DOCUMENT EXCERPT →
Spatial Indexes and Bad Queries

So, this happened:

Tweet about Indexes

Basically a GeoDjango user posted some workarounds to some poor performance in spatial queries, and the original query was truly awful and the workaround not a lot better, so I snarked, and the GeoDjango maintainer reacted in kind.

Sometimes a guy just wants to be a prick on the internet, you know? But still, I did raise the red flag of snarkiness, so it it seems right and proper to pay the fine.

I come to this not knowing entirely the contract GeoDjango has with its users in terms of “hiding the scary stuff”, but I will assume for these purposes that:

  • Data can be in any coordinate system.
  • Data can use geometry or geography column types.
  • The system has freedom to create indexes as necessary.

So the system has to cover up a lot of variability in inputs to hide the scary stuff.

We’ll assume a table name of the_table a geometry column name of geom and a geography column name of geog.

Searching Geography

This is the easiest, since geography queries conform to the kind of patterns new users expect: the coordinates are in lon/lat but the distances are provided/returned in metres.

Hopefully the column has been spatially indexed? You can check in the system tables.

SELECT * 
FROM pg_indexes 
WHERE tablename = 'the_table';

Yes, there are more exact ways to query the system tables for this information, I give the simple example for space reasons.

If it has not been indexed, you can make a geography index like this:

CREATE INDEX the_table_geog_x 
  ON the_table
  USING GIST (geog);

And then a “buffered” query, that finds all objects within a radius of an input geometry (any geometry, though only a point is shown here) looks like this.

SELECT *
FROM the_table
WHERE ST_DWithin(
    the_table.geog,
    ST_SetSRID(ST_MakePoint(%lon, %lat), 4326),
    %radius
    );

Note that there is no “buffering” going on here! A radius search is logically equivalent and does not pay the cost of building up buffers, which is an expensive operation.

Also note that, logically, ST_DWithin(A, B, R) is the same as ST_Distance(A, B) < R, but in execution the former can leverage a spatial index (if there is one) while the latter cannot.

Indexable Functions

Since I mention that ST_DWithin() is indexable, I should list all the functions that can make use of a spatial index:

And for a bonus there are also a few operators that access spatial indexes.

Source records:
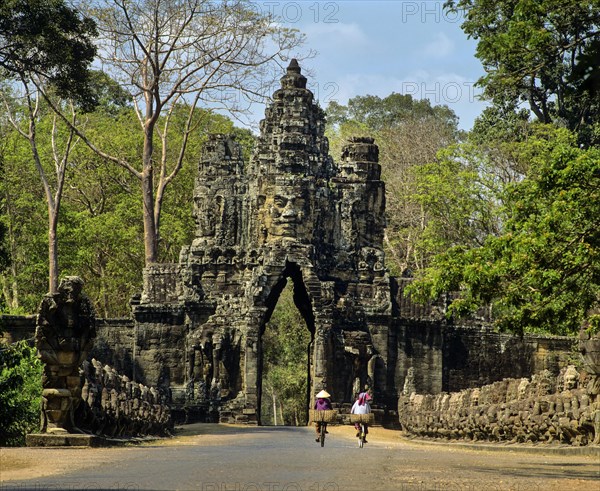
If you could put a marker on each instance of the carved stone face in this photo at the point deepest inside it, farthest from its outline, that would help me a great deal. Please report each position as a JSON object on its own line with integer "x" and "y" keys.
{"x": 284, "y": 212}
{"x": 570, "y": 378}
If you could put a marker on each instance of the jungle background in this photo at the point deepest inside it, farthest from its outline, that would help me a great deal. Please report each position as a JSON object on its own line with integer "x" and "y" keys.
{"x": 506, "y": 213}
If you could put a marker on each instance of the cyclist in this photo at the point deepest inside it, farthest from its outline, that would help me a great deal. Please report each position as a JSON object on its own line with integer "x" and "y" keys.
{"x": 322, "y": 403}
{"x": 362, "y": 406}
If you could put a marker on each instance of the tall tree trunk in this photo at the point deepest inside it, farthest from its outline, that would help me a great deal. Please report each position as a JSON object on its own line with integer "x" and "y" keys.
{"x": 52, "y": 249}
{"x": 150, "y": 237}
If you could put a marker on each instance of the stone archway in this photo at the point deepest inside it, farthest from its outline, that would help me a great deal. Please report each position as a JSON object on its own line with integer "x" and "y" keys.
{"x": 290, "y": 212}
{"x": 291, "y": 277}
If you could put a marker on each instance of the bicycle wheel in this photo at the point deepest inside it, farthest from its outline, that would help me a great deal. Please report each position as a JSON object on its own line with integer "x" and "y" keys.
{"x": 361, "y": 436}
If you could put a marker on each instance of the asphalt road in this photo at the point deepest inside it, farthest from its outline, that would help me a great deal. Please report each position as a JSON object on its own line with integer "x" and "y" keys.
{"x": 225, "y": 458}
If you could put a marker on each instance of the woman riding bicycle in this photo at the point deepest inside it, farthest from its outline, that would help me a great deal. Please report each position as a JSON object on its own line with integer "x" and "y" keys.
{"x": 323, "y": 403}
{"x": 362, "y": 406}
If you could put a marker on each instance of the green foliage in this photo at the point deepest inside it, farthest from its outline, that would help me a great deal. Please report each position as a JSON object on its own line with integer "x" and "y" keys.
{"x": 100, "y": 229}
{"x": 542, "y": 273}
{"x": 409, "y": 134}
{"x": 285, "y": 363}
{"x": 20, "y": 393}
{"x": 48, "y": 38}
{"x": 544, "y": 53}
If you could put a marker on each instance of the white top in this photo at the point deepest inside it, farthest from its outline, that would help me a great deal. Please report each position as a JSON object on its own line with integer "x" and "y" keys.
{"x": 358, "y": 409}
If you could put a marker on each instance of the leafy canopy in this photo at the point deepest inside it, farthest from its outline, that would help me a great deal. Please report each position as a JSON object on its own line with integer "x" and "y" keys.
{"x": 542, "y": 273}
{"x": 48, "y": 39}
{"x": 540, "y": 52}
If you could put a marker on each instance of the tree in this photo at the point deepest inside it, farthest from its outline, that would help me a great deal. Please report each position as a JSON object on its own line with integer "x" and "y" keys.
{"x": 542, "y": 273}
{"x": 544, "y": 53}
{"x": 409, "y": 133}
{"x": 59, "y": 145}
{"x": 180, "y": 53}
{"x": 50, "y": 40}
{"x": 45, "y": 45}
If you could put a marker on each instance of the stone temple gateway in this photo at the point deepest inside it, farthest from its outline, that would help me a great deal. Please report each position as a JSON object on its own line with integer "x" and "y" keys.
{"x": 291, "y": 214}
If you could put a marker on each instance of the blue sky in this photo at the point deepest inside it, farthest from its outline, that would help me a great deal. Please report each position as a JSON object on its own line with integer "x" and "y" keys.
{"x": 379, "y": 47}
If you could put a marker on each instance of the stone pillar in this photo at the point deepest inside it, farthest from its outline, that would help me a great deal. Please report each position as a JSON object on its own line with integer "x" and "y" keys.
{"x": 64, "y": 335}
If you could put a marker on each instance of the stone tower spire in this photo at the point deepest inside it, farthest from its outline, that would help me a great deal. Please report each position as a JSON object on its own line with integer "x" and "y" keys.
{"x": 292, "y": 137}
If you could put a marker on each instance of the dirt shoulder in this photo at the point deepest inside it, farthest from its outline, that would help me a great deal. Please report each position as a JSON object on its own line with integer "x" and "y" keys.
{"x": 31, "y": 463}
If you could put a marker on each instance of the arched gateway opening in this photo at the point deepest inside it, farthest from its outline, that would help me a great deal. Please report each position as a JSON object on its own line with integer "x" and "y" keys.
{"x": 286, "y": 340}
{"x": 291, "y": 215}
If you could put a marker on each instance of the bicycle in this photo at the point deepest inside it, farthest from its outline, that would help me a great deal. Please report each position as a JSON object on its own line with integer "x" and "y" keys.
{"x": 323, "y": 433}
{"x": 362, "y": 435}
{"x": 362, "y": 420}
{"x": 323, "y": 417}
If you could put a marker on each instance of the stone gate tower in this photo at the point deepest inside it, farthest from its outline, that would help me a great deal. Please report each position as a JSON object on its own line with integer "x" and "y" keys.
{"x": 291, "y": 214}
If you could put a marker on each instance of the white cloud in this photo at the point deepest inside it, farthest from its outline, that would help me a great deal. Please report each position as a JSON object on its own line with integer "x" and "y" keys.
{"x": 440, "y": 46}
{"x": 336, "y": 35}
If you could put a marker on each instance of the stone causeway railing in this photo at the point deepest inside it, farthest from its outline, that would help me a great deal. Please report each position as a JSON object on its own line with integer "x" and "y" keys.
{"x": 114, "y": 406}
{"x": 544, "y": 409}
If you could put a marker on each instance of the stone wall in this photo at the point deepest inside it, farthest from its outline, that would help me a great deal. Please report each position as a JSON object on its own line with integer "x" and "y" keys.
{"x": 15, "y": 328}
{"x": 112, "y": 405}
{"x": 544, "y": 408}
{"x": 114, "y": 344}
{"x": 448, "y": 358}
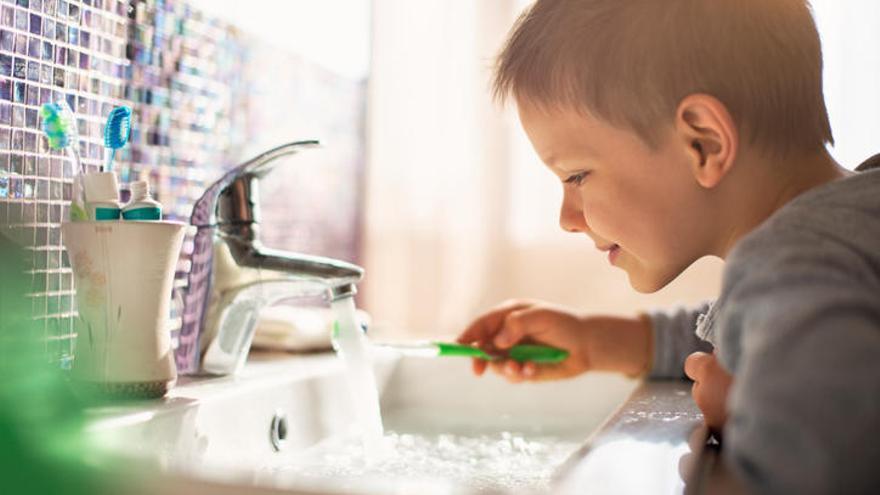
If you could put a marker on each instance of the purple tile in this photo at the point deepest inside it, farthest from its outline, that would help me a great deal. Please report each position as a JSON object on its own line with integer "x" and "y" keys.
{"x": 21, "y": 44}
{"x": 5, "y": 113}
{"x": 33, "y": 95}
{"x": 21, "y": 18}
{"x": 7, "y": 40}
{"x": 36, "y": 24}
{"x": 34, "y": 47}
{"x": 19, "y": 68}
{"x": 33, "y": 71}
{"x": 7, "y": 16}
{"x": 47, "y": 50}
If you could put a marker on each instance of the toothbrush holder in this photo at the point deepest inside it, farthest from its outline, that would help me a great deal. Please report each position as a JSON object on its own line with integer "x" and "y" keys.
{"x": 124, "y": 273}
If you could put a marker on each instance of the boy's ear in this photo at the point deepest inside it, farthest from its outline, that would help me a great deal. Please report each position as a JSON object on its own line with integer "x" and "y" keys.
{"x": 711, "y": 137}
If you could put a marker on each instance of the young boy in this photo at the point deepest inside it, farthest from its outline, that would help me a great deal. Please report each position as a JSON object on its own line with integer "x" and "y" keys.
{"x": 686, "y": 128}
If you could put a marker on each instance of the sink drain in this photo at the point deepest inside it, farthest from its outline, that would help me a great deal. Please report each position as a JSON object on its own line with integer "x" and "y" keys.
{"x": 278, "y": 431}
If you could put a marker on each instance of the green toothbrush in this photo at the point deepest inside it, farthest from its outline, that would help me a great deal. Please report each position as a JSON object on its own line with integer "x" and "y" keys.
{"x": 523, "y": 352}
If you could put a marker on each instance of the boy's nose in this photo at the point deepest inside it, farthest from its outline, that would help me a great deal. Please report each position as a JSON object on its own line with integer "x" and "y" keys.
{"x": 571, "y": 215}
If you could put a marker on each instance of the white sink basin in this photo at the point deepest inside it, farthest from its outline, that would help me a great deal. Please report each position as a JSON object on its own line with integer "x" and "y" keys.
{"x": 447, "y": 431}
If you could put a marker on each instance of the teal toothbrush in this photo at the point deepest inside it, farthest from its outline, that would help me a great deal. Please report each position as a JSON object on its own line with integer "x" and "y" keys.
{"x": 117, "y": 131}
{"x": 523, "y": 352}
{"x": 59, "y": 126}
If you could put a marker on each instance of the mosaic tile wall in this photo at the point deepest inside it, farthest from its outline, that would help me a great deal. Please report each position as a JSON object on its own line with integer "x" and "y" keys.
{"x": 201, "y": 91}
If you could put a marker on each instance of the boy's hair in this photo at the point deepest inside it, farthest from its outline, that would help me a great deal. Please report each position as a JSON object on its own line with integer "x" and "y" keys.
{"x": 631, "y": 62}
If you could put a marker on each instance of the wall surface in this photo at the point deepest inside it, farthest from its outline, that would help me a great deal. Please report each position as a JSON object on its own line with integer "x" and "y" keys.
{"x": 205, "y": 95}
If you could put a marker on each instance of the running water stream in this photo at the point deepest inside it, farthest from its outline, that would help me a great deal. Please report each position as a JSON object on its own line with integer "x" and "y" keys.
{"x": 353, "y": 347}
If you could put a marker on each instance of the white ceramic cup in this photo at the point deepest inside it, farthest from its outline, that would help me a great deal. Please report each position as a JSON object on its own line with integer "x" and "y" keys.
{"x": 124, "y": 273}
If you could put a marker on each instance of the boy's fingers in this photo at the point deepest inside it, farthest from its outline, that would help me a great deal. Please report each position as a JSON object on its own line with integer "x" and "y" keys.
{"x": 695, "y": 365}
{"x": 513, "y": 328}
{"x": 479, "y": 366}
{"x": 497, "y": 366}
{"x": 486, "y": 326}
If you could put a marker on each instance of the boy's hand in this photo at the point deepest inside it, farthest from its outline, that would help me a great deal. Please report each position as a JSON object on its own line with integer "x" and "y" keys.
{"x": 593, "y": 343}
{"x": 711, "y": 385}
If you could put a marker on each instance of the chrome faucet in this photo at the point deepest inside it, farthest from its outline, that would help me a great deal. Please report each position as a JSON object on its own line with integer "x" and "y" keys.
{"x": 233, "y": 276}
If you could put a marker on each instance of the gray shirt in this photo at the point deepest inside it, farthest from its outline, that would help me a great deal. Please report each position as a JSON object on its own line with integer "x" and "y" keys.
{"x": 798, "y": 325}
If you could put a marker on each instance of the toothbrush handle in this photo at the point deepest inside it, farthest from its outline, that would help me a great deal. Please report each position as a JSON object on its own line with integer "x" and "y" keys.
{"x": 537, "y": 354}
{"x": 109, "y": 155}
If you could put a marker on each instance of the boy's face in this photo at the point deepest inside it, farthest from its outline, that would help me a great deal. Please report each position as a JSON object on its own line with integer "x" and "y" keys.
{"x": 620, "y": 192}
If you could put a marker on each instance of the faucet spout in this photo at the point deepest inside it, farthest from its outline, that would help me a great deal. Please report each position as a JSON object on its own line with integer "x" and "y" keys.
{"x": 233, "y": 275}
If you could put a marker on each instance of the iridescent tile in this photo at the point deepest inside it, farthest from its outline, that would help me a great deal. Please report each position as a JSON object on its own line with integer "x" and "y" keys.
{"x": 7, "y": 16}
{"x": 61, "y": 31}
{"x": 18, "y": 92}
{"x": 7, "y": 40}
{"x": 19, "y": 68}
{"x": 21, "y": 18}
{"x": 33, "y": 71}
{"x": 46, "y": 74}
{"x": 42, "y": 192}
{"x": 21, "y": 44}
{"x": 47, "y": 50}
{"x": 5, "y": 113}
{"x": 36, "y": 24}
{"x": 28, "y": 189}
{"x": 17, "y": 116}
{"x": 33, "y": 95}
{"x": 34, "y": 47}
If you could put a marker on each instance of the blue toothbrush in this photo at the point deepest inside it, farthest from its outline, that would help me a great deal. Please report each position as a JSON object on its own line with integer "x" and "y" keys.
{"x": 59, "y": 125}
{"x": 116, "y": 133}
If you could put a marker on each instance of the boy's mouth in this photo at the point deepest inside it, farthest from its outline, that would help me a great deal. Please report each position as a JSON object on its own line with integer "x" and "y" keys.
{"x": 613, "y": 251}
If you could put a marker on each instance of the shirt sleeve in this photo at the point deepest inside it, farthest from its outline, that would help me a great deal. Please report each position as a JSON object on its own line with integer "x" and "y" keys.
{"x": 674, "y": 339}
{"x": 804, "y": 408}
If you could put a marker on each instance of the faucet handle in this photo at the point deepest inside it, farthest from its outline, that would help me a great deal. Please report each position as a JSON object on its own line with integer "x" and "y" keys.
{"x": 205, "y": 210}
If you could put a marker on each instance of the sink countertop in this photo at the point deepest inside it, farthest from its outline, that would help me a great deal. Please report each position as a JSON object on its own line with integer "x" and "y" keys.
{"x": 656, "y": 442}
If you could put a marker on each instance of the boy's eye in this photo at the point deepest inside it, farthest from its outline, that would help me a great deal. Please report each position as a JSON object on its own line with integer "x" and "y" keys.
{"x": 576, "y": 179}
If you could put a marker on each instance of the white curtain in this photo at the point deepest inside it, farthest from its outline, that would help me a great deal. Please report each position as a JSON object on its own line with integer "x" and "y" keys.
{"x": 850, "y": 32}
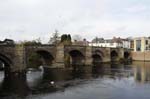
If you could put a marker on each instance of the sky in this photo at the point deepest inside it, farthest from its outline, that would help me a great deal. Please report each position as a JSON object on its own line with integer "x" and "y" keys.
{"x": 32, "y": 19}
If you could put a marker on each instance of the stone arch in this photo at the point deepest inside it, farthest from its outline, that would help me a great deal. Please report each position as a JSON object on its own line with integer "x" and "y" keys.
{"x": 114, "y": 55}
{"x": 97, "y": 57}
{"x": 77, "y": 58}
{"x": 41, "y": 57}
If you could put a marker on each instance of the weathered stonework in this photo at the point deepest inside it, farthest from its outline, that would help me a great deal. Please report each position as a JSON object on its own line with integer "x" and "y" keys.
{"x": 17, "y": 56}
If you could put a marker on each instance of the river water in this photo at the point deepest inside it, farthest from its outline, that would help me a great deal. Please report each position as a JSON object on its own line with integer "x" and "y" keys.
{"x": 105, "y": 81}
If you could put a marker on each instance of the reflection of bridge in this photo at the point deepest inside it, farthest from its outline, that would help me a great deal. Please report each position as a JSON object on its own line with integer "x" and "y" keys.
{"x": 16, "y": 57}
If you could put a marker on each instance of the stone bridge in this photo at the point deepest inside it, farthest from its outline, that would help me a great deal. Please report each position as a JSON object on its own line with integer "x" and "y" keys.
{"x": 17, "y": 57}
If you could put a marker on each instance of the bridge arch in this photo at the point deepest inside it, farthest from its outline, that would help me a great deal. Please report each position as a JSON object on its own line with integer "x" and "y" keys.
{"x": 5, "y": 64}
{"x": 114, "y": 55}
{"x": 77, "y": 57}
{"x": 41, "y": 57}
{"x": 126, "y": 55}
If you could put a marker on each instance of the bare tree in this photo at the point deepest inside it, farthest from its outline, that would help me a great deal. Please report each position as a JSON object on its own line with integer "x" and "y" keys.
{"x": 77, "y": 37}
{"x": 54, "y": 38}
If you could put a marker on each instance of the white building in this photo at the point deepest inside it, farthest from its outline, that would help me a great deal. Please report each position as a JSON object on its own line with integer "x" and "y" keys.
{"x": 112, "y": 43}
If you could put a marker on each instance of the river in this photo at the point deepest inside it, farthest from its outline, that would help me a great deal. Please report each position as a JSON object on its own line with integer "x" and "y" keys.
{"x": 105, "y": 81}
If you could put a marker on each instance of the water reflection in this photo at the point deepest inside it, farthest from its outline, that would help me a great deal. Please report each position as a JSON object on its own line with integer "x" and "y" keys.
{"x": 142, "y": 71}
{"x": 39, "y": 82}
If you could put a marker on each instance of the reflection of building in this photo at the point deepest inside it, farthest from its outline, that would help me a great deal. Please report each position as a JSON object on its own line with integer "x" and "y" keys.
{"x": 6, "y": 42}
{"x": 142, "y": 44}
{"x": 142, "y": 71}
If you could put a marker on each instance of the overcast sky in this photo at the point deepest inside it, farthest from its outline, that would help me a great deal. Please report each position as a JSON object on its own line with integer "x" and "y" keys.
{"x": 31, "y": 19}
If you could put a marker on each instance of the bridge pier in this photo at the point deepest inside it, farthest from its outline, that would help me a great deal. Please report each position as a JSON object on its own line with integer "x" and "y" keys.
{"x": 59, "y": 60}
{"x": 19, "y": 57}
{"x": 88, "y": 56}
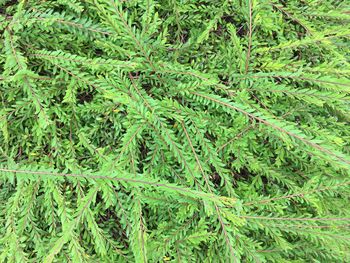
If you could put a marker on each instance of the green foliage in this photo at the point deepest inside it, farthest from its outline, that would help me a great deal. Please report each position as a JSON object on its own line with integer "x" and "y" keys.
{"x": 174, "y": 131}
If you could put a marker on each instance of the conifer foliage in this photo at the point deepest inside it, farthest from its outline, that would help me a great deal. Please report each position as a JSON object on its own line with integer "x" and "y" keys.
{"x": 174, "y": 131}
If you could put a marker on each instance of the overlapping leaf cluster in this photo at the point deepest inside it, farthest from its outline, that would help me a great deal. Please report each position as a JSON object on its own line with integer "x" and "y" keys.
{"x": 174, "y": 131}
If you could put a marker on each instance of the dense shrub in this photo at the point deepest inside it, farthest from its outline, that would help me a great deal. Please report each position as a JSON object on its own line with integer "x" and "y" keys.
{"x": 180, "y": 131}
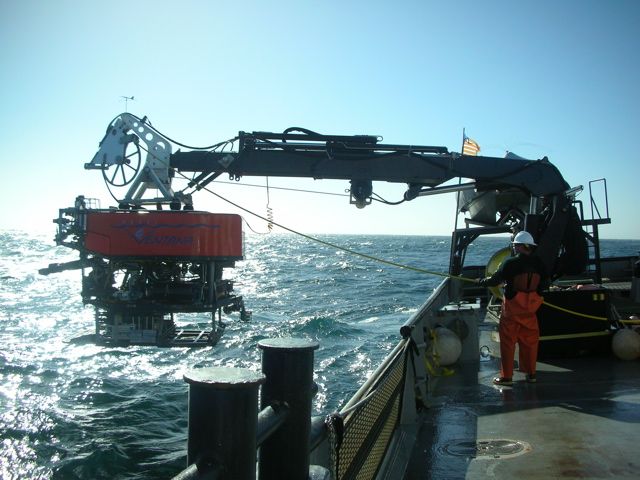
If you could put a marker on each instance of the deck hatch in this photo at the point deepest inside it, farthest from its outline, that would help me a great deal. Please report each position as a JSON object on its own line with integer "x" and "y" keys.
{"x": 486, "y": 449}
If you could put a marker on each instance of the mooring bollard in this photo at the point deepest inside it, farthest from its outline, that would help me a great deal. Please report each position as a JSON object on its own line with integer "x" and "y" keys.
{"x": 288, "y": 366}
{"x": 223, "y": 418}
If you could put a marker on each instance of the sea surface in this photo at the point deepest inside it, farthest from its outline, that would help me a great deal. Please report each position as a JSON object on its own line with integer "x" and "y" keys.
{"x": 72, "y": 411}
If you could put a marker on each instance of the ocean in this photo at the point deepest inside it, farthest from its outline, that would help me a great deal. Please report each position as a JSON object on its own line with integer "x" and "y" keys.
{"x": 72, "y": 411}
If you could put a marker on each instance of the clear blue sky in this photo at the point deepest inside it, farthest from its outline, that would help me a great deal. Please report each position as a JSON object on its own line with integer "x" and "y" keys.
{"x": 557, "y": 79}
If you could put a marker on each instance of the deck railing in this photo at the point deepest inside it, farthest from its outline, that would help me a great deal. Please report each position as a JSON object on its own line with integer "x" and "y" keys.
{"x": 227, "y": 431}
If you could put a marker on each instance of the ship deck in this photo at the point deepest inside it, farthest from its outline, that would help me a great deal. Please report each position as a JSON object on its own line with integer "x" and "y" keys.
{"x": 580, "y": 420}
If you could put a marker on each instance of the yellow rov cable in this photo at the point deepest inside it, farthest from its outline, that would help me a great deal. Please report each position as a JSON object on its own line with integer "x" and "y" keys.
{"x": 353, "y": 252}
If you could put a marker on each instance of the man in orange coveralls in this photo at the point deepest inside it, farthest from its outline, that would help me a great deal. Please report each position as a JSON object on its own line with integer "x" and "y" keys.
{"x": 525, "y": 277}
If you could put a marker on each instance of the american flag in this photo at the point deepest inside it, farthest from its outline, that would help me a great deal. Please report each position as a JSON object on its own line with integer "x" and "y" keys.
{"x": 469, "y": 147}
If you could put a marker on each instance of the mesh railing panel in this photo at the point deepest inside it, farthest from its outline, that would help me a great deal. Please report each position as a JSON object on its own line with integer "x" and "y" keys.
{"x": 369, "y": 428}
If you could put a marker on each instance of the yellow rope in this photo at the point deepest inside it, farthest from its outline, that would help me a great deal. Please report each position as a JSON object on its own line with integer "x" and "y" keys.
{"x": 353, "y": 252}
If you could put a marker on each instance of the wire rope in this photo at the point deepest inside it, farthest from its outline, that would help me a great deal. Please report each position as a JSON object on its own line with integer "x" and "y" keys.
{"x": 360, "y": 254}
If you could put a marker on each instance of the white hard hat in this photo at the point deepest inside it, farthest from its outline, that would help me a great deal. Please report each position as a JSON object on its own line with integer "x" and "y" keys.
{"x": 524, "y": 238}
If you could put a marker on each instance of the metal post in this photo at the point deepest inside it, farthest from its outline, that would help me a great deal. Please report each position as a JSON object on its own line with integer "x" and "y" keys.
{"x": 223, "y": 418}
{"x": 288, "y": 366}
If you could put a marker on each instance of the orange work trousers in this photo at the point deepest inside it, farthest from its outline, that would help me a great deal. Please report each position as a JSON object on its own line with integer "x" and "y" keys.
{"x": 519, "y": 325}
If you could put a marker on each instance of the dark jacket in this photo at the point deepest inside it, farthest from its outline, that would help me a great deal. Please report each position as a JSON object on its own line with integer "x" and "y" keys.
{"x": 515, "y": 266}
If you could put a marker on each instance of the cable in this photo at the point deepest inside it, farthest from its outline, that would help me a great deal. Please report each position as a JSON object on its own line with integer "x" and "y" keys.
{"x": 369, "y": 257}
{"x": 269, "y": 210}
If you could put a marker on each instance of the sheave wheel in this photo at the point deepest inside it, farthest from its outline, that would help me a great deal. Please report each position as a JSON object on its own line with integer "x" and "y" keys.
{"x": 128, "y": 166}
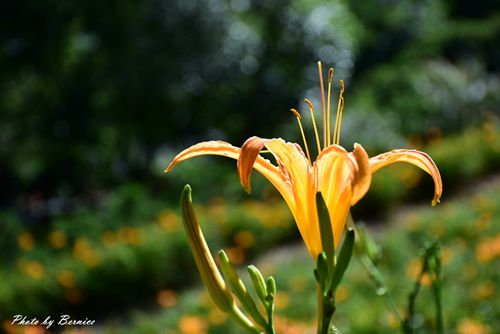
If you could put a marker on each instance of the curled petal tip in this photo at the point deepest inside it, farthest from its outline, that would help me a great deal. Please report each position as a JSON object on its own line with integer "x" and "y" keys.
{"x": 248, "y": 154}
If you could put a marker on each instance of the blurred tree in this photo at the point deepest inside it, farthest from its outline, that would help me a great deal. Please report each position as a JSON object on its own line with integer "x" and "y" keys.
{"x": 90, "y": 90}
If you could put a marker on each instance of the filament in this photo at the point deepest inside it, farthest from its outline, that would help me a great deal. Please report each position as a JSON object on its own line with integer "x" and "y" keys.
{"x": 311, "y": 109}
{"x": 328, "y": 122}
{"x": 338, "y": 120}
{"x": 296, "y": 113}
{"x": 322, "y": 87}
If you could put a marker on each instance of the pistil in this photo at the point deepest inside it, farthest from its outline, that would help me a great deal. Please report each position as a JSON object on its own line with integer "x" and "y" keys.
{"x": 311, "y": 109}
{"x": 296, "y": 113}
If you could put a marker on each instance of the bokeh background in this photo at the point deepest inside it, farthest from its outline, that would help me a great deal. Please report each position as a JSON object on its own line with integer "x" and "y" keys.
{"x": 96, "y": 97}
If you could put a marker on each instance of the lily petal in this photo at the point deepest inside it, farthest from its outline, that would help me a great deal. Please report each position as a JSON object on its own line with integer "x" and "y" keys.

WHAT THIS EXERCISE ASKS →
1 - Return the part of the spatial indexes post that runs from "Basically a GeoDjango" to "any coordinate system.", copied word for word.
2 - Resume the spatial indexes post, picking up right after its final sentence.

ANSWERS TO EACH TASK →
1 -
Basically a GeoDjango user posted some workarounds to some poor performance in spatial queries, and the original query was truly awful and the workaround not a lot better, so I snarked, and the GeoDjango maintainer reacted in kind.

Sometimes a guy just wants to be a prick on the internet, you know? But still, I did raise the red flag of snarkiness, so it it seems right and proper to pay the fine.

I come to this not knowing entirely the contract GeoDjango has with its users in terms of “hiding the scary stuff”, but I will assume for these purposes that:

  • Data can be in any coordinate system.

2 -
  • geom_a && geom_b returns true if the bounding box of geom_a intersects the bounding box of geom_b in 2D space.
  • geom_a &&& geom_b returns true if the bounding box of geom_a intersects the bounding box of geom_b in ND space (an ND index is required for this to be index assisted),

Searching Planar Geometry

If the data are planar, then spatial searching should be relatively easy, even if the input geometry is not in the same coordinate system.

First, is your data planar? Here’s a quick-and-dirty query that returns true for geographic data and false for planar.

SELECT srs.srtext ~ '^GEOGCS' 
FROM spatial_ref_sys srs
JOIN geometry_columns gc
ON srs.srid = gc.srid
WHERE gc.f_table_name = 'the_table'

Again, do you have a spatial index on your geometry column? Check!

CREATE INDEX the_table_geom_x 
  ON the_table
  USING GIST (geom);

Now, assuming query coordinates in the same planar projection as the data, a fast query will look like this:

SELECT *
FROM the_table
WHERE ST_DWithin(
    geom,
    ST_SetSRID(ST_MakePoint(%x, %y), %srid)
    %radius
    );

But what if users are feeding in queries in geographic coordinates? No problem, just convert them to planar before querying:

SELECT *
FROM the_table
WHERE ST_DWithin(
    geom,
    ST_Transform(
        ST_SetSRID(ST_MakePoint(%lon, %lat), 4326), 
        %srid)
    %radius
    );

Note that here we are transforming the geography query to planar, not transforming the planar column to geographic!

Why? There’s only one query object, and there’s potentially 1000s of rows of table data. And also, the spatial index has been built on the planar data: it cannot assist the query unless the query is in the same projection.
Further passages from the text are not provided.